━━━ PASSAGE ━━━

Mistakes caused by less-developed emotional empathy

When you haven’t fully developed your emotional empathy, you don’t always feel the emotions of the person you’re speaking with. This creates a disconnect in the interaction. Consider these mistakes: 
  • not responding much at all when people are really upset or happy; 
  • giving invalidating, tone-deaf responses to people who are distressed; for example, “Why are you so upset your pet rat died? You knew it was only going to a live a few years when you bought it.” 
  • seeming uncaring by not showing much reaction to bad news about other people; for example, looking unfazed upon learning a roommate’s sister has been in a car accident. 

Seeing why people may not show empathy 

Sometimes people come across as unsympathetic and insensitive without meaning to. They often aren’t aware that they’re not responding in the most appropriate manner. Here are some reasons why people may not show empathy: 
  • They’re socially inexperienced, and either it isn’t on their radar that they should care about other people’s feelings and perspectives, or they know they should, but they aren’t very practiced at it. They may unconsciously have a mind-set of “This is how I would feel in this situation, so everyone else will be the same.” 
  • They don’t know how to show they’re concerned or caring, or it makes them feel flustered and awkward. If a friend is upset, they’re not sure what to do with themselves, so they say nothing. They may come off as emotionally blank because they’re too stuck in their head worrying that they don’t know how to respond properly.

━━━ DATA LINES ━━━

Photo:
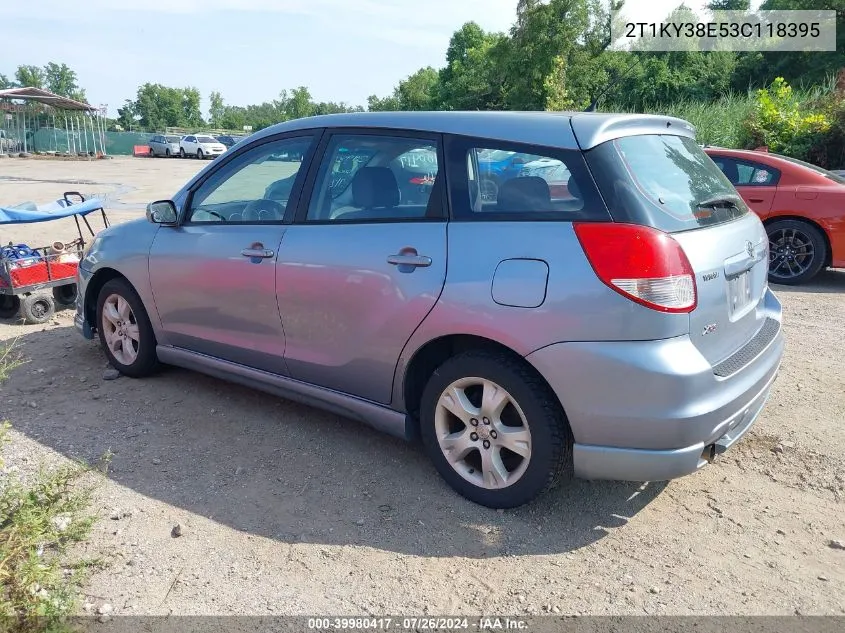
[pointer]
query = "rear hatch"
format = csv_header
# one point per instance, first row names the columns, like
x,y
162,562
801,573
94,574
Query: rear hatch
x,y
668,183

━━━

### EXERCISE TASKS
1) List each mistake that the empathy passage attributes to less-developed emotional empathy, leaving out the examples attached to them.
2) Transcribe every line of the records above verbatim, omitting the pictures.

### SOLUTIONS FOR EACH TASK
1)
- Not responding much at all when people are really upset or happy
- Giving invalidating, tone-deaf responses to people who are distressed
- Seeming uncaring by not showing much reaction to bad news about other people

2)
Photo:
[pointer]
query = "rear hatch"
format = csv_header
# one point per instance, first row names the columns, like
x,y
162,562
801,573
94,574
Query: rear hatch
x,y
668,183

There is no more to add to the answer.